What is being asked:
Output the listing below as a two-column CSV with the columns "request" and "answer", one row per request, each in one quoted field with line breaks turned into spaces. Cover only the part from the line with "find the short grey hair" up to and including the line with "(1066, 420)".

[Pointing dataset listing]
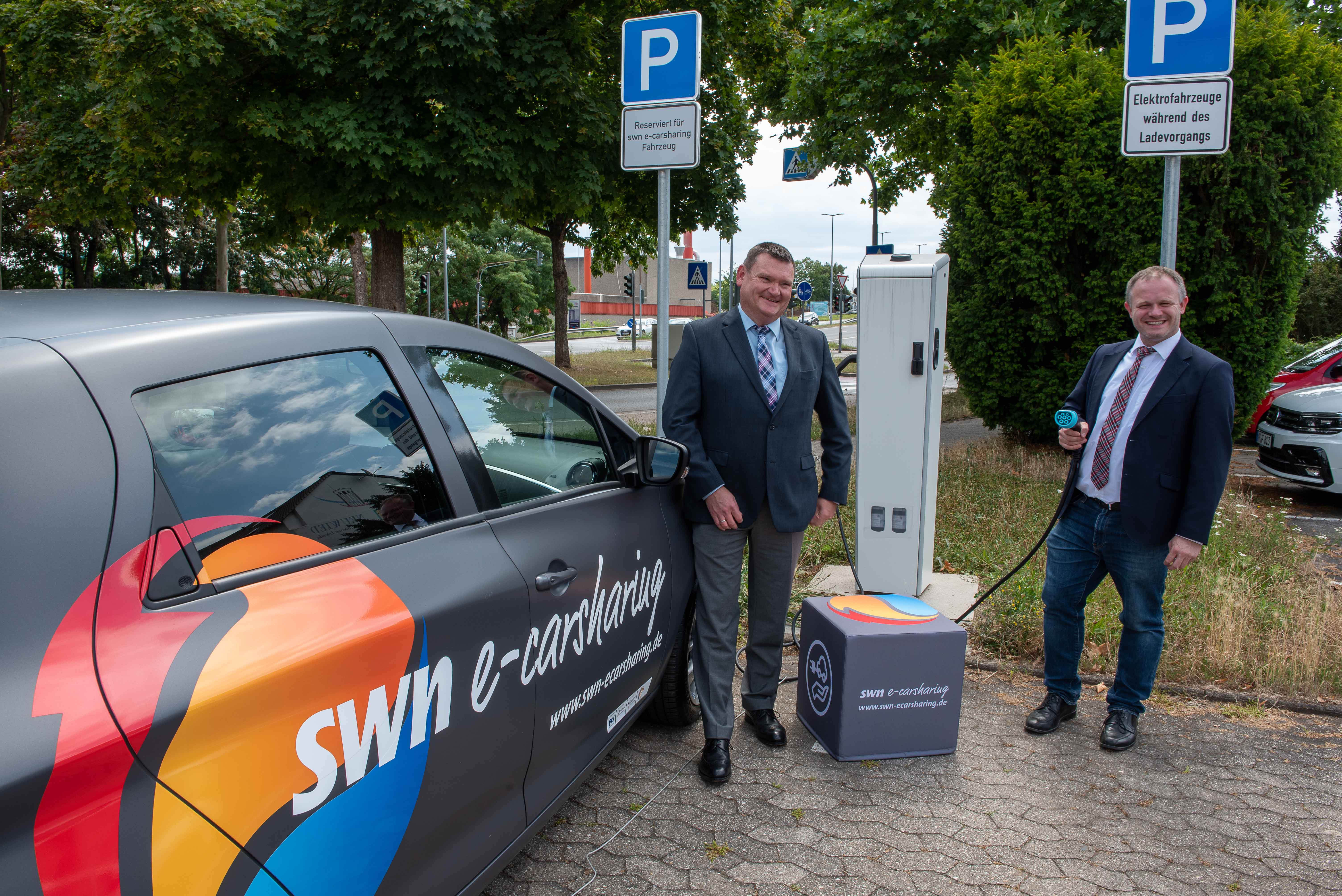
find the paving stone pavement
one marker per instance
(1204, 804)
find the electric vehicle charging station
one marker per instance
(882, 671)
(901, 340)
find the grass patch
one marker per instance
(1250, 614)
(609, 368)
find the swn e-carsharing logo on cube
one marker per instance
(1175, 38)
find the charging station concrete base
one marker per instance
(881, 677)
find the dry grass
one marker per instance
(1253, 612)
(609, 368)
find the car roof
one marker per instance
(45, 314)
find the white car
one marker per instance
(1301, 438)
(645, 326)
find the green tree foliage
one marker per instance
(362, 115)
(866, 86)
(1318, 316)
(1047, 220)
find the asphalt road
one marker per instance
(606, 344)
(1316, 513)
(1204, 804)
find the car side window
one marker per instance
(289, 459)
(536, 438)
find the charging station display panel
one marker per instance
(901, 353)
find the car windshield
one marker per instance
(1314, 359)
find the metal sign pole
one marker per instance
(663, 288)
(1169, 212)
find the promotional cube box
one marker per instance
(881, 677)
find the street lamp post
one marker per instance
(833, 216)
(447, 257)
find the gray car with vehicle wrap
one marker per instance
(304, 597)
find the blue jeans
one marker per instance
(1086, 545)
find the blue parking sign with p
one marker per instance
(659, 60)
(1176, 38)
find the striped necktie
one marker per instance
(764, 360)
(1100, 463)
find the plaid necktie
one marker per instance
(1100, 463)
(764, 360)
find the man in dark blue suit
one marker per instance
(1143, 502)
(741, 394)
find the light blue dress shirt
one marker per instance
(776, 348)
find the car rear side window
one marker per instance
(290, 459)
(536, 438)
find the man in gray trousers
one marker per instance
(740, 399)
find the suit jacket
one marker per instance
(1179, 451)
(716, 407)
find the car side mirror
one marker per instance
(657, 462)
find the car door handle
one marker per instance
(548, 581)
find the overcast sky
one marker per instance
(794, 215)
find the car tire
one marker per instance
(677, 699)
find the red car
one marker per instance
(1318, 368)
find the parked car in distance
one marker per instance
(1301, 438)
(1320, 367)
(315, 599)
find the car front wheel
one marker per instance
(677, 701)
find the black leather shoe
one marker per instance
(1050, 714)
(1120, 732)
(716, 762)
(768, 729)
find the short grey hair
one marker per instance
(772, 250)
(1155, 273)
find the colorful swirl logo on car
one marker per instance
(888, 610)
(325, 640)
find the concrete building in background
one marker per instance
(605, 293)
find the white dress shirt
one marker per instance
(1147, 375)
(776, 348)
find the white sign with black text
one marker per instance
(659, 137)
(1178, 117)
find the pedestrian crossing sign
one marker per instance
(795, 166)
(698, 278)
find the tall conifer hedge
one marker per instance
(1047, 220)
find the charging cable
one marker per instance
(611, 839)
(1066, 420)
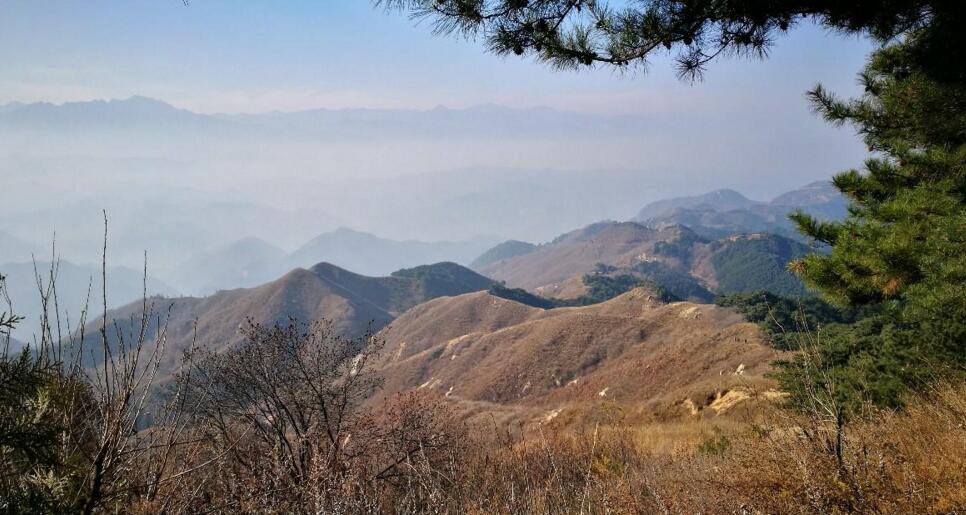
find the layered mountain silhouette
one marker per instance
(251, 261)
(354, 303)
(725, 212)
(16, 250)
(675, 257)
(77, 287)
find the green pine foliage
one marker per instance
(902, 248)
(751, 264)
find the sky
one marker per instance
(250, 56)
(745, 126)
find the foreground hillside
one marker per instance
(675, 257)
(534, 365)
(352, 302)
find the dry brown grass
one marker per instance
(908, 462)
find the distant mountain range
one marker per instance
(691, 266)
(724, 212)
(143, 113)
(251, 261)
(14, 249)
(78, 286)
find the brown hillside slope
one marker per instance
(632, 350)
(688, 265)
(576, 253)
(350, 301)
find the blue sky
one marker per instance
(248, 56)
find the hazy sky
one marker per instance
(746, 126)
(256, 56)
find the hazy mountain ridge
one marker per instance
(78, 286)
(353, 303)
(251, 261)
(675, 257)
(143, 113)
(723, 212)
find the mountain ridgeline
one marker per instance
(678, 260)
(725, 212)
(354, 304)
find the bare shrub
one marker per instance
(285, 428)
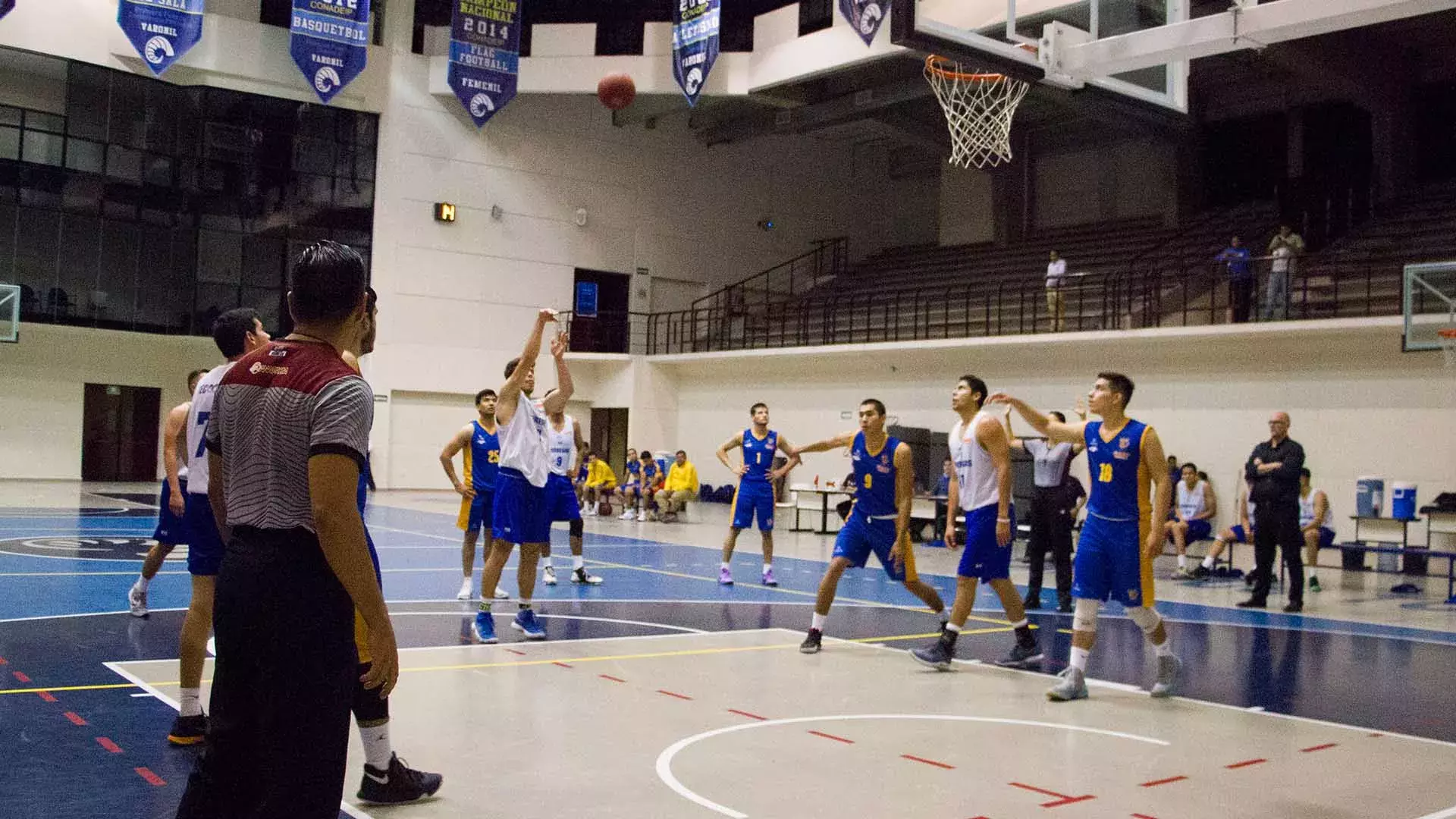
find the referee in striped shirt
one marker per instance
(286, 442)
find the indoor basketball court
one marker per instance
(740, 207)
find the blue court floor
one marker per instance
(80, 741)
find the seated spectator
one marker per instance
(601, 483)
(680, 487)
(1193, 516)
(1241, 532)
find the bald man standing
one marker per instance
(1273, 472)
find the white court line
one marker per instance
(664, 761)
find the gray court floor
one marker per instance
(742, 725)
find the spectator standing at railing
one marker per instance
(1241, 280)
(1285, 246)
(1056, 302)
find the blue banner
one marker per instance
(162, 31)
(485, 55)
(695, 44)
(865, 17)
(329, 42)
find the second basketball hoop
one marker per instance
(979, 110)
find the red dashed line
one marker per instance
(152, 779)
(928, 761)
(1168, 781)
(1062, 798)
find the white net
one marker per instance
(979, 110)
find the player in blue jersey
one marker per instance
(1125, 528)
(880, 521)
(481, 450)
(755, 494)
(386, 780)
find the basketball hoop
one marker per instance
(1448, 337)
(979, 110)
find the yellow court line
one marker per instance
(548, 662)
(778, 589)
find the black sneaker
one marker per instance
(937, 656)
(188, 730)
(1021, 656)
(400, 783)
(811, 642)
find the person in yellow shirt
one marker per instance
(601, 482)
(680, 487)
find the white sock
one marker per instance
(1079, 659)
(376, 746)
(191, 701)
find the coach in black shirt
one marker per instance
(1273, 472)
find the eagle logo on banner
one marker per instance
(695, 44)
(865, 17)
(162, 31)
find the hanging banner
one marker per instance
(162, 31)
(485, 55)
(329, 42)
(865, 17)
(695, 44)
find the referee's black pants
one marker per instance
(1050, 532)
(1276, 525)
(283, 686)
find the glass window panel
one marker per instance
(42, 149)
(83, 155)
(218, 257)
(124, 164)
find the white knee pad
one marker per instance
(1084, 617)
(1147, 620)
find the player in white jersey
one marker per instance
(172, 507)
(522, 515)
(237, 333)
(1313, 523)
(566, 449)
(1194, 507)
(981, 485)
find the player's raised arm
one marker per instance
(1163, 491)
(1056, 431)
(723, 455)
(558, 398)
(459, 442)
(511, 390)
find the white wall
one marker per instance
(42, 382)
(1359, 406)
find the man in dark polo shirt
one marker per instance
(286, 442)
(1273, 474)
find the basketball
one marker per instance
(617, 91)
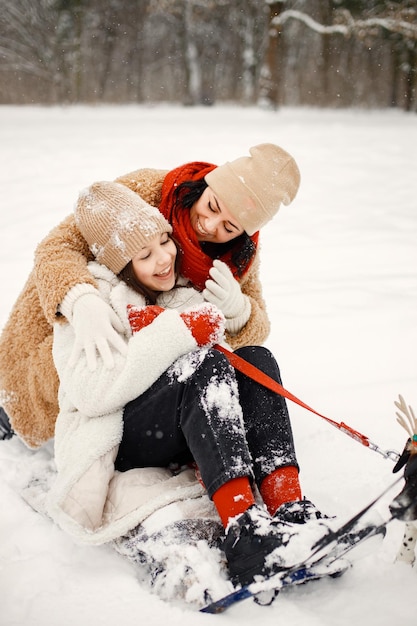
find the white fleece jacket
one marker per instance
(89, 499)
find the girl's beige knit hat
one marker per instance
(253, 188)
(116, 223)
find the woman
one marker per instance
(215, 213)
(172, 399)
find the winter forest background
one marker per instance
(333, 53)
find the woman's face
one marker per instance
(154, 265)
(211, 221)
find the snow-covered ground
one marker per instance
(339, 268)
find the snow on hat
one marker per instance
(252, 188)
(117, 223)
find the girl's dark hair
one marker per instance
(128, 276)
(242, 247)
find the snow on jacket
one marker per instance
(28, 379)
(89, 498)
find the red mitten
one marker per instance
(206, 324)
(139, 317)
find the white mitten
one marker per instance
(96, 328)
(223, 290)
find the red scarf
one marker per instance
(195, 263)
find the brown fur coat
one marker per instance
(28, 379)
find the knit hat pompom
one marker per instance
(116, 223)
(253, 188)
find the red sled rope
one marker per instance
(263, 379)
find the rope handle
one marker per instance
(260, 377)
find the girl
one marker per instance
(215, 213)
(172, 399)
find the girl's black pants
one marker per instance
(204, 410)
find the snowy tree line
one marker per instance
(283, 52)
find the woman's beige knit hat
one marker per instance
(116, 223)
(252, 188)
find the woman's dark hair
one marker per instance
(243, 249)
(128, 276)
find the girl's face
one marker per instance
(211, 221)
(154, 265)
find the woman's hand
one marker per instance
(223, 290)
(97, 329)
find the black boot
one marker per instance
(249, 543)
(6, 431)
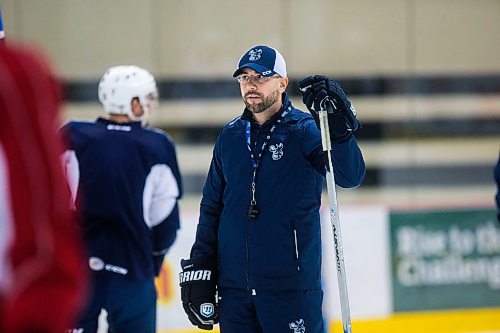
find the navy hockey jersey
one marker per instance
(125, 183)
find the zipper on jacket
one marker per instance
(296, 248)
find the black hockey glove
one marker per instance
(198, 281)
(316, 90)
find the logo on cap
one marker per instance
(254, 54)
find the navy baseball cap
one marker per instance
(265, 60)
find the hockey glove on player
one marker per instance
(198, 281)
(316, 91)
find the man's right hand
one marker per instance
(198, 281)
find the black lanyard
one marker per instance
(253, 211)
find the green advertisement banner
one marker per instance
(445, 260)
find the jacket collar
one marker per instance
(133, 124)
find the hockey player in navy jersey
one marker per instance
(125, 183)
(255, 265)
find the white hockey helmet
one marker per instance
(120, 84)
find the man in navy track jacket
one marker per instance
(258, 241)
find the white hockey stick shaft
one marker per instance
(334, 217)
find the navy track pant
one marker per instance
(289, 311)
(131, 306)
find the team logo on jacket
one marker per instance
(297, 326)
(277, 151)
(254, 54)
(207, 309)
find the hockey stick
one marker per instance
(334, 217)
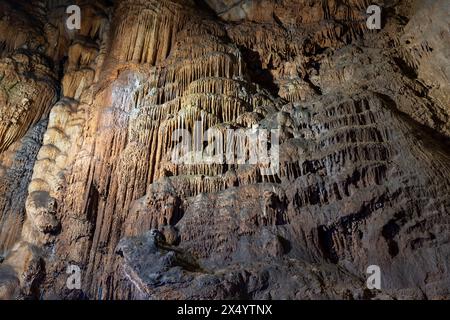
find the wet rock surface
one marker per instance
(87, 122)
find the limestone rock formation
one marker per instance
(89, 121)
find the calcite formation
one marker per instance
(88, 122)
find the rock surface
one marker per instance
(87, 126)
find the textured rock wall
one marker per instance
(87, 134)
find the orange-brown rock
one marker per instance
(87, 129)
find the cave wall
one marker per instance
(86, 134)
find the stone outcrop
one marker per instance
(88, 122)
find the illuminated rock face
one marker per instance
(87, 126)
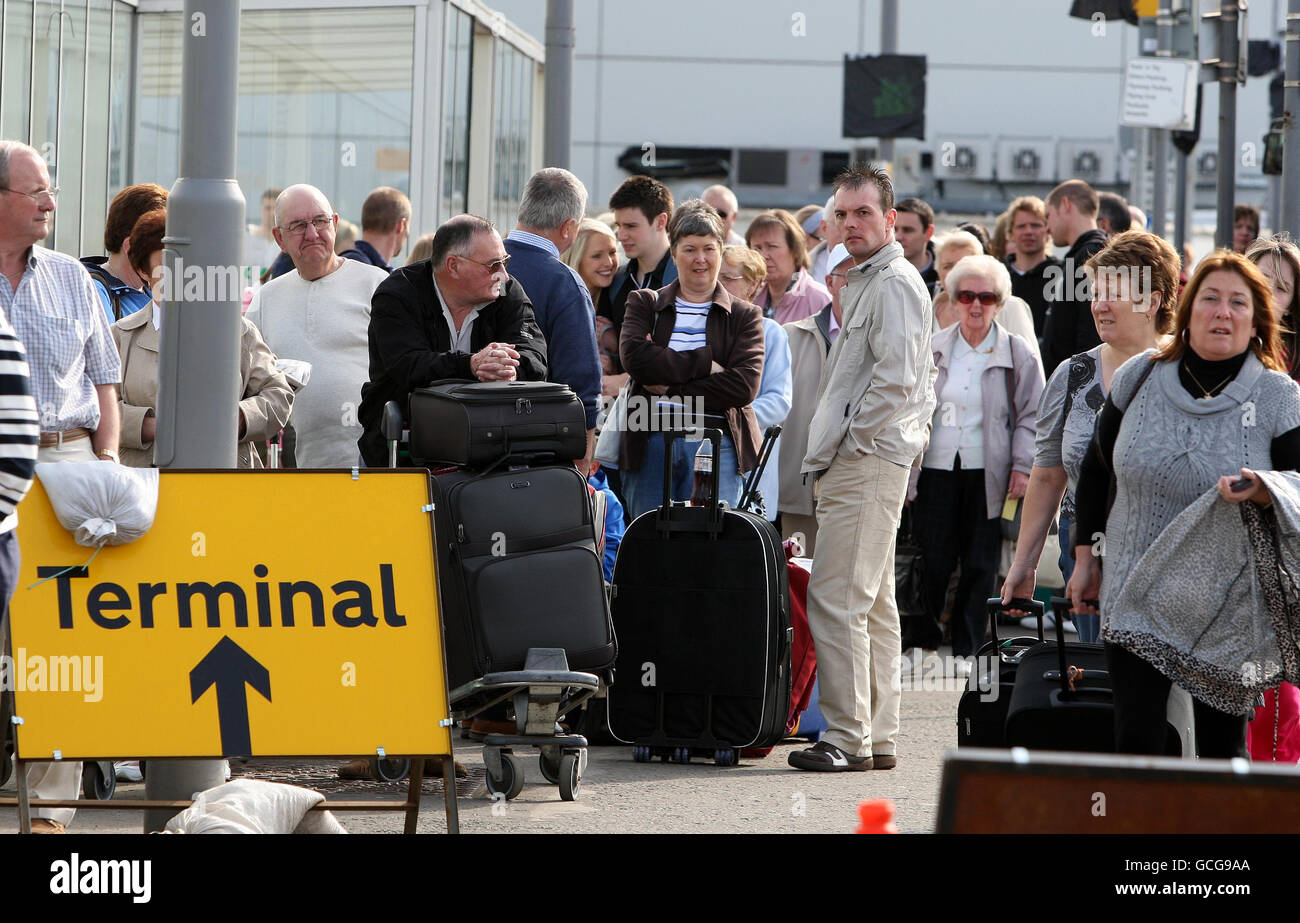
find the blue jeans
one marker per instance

Result of the task:
request,answer
"find the short grey hair one marker per instance","(772, 250) (1155, 273)"
"find the colorful swirl logo on car one marker per instance","(888, 610) (325, 640)"
"find the concrete building in background one marker per instance","(605, 293)"
"find the white dress shirt one marker per instance","(1147, 375) (776, 348)"
"find the white sign with black text one marker per instance","(659, 137) (1178, 117)"
"find the pedestrian crossing sign one marker per instance","(795, 166) (698, 278)"
"find the tall conifer hedge one marker per instance","(1047, 220)"
"find the charging cable one marker per instance","(611, 839) (1066, 420)"